● **ФРАГМЕНТ СТРАНИЦЫ**:
:::
Измените свою основную философию, философию того, кто достигает. Расслабьтесь в своем существе. Не заводите никаких идей, не пытайтесь из себя что-то сделать, не пытайтесь улучшить то, что создано Богом. Вы уже совершенны – такие, какие вы есть. Со всем своим несовершенством вы совершенны. Если вы несовершенны, то несовершенны совершенно, – но совершенство в вас есть.

И если вы это поняли, то куда спешить? О чем беспокоиться? Вы уже замедлились. И тогда это становится утренней прогулкой без определенной цели, в никуда. Вы можете наслаждаться каждым деревом, каждым лучом солнца, каждой птицей и каждым проходящим мимо человеком.

Второй вопрос:

Ошо,

Существует ли какое-то реальное различие между разными расами, национальностями и так далее, и тому подобное?

Нет никаких реальных различий, их просто не может быть. Все различия поверхностны. Иудей не отличается от индуса, мусульманин не отличается от христианина, китаец не отличается от американца, негр не отличается от англичанина.

Человечество едино, различия поверхностны. Да, они существуют; это очевидно. Негр – это негр: у него черная кожа, внешне он отличается от белого человека. Но это не то различие, которое что-либо значит. Это различие так незначительно: немного больше черного пигмента в коже, на четыре гроша больше. Вот и все различие; четыре гроша. И запомните: у него на четыре гроша больше, чем у европейца; не меньше, а больше – он на четыре гроша богаче.
:::
● **ИСХОДНЫЕ ЗАПИСИ**:
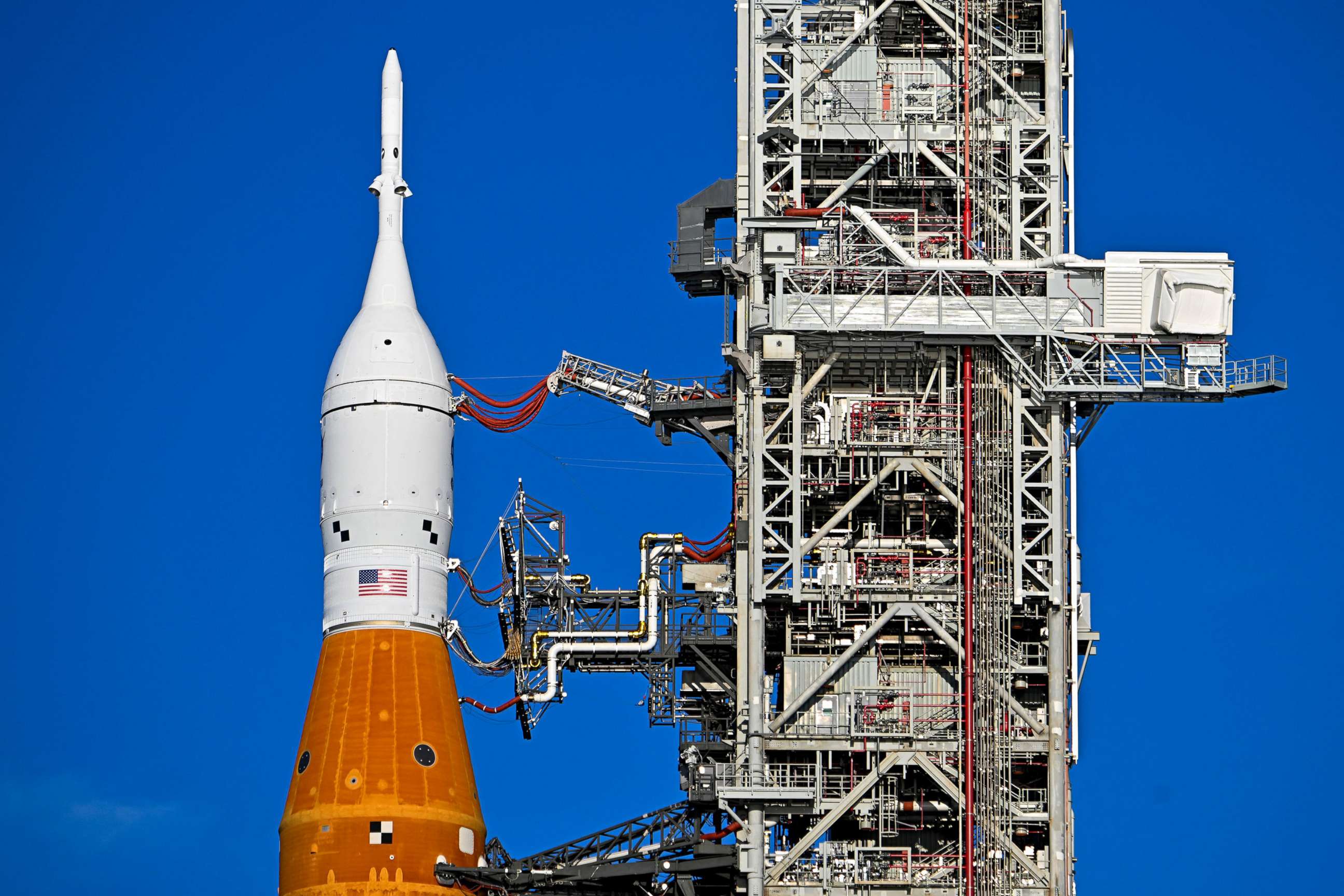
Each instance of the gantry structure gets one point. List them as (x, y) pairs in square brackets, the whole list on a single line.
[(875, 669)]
:::
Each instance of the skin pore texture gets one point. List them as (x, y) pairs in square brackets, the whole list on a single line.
:::
● **ЗАДАНИЯ**:
[a] Выведите без изменений часть текста о совершенстве и различиях между людьми. Начните с места, где есть слова «Измените свою основную», и остановитесь после слов «в вас есть.».
[b] Продолжите текст о совершенстве и различиях между людьми, начав сразу после его последнего предложения.

● **РЕЗУЛЬТАТЫ ЗАДАНИЙ**:
[a]
Измените свою основную философию, философию того, кто достигает. Расслабьтесь в своем существе. Не заводите никаких идей, не пытайтесь из себя что-то сделать, не пытайтесь улучшить то, что создано Богом. Вы уже совершенны – такие, какие вы есть. Со всем своим несовершенством вы совершенны. Если вы несовершенны, то несовершенны совершенно, – но совершенство в вас есть.

[b]
Однако различие в цвете кожи или различие в величине носа не является важным различием. Вы не становитесь богоизбранным народом просто потому, что у вас большой еврейский нос. И не становитесь религиозным просто потому, что родились в Индии.

Все это глупые представления. Однако эти глупые представления продолжали и продолжают существовать во всем мире, причем не только существовать, но и приносить человечеству величайшие бедствия. Они в значительной степени потворствуют эго. Индусы думают, что они самые религиозные люди в мире, что их страна самая священная – что за чепуху они несут!

Страны отделены друг от друга лишь на политических картах; в остальном это просто единая земля. Лишь тридцать лет назад Карачи и Лахор были священной землей – всего лишь тридцать лет назад. Но сейчас они находятся в Пакистане и стали очень нечестивыми. Теперь индийцы не могут представить себе место более нечестивое, чем Лахор или Карачи. Сейчас эти города нечестивейшие из нечестивых, а ведь они были частью священной земли. Лишь небольшое изменение в политике, линия, проведенная на карте – не на земле; земля по-прежнему остается неделимой.

Я слышал одну историю…

Когда Индия и Пакистан собирались разделиться, именно в том месте, где должна была пройти граница, располагался один сумасшедший дом, и никто не был особо заинтересован в том, чтобы оставить его на своей территории, – ни Индия, ни Пакистан. Однако он должен был отойти к какой-то из стран, и, поскольку политикам это было совершенно безразлично, было решено спросить у самих сумасшедших, куда они хотят отойти.

Собрали общее собрание – тысячу сумасшедших собрали и задали им вопрос:

– Куда бы вам хотелось отойти?

Те ответили:

– Мы не хотим никуда отходить, мы хотим остаться здесь.

Им снова и снова, самыми разными способами объясняли:

– Вы не должны будете никуда отходить, вы останетесь здесь. Но мы все-таки хотим спросить у вас, к какой стране вы хотите отойти – к Индии или к Пакистану?

Сумасшедшие не могли поверить своим ушам. Они сказали:

– Мы начинаем очень серьезно сомневаться в том, кто из нас сумасшедшие: мы или вы? Если мы не собираемся никуда отходить, то почему мы должны решать, куда нам отойти?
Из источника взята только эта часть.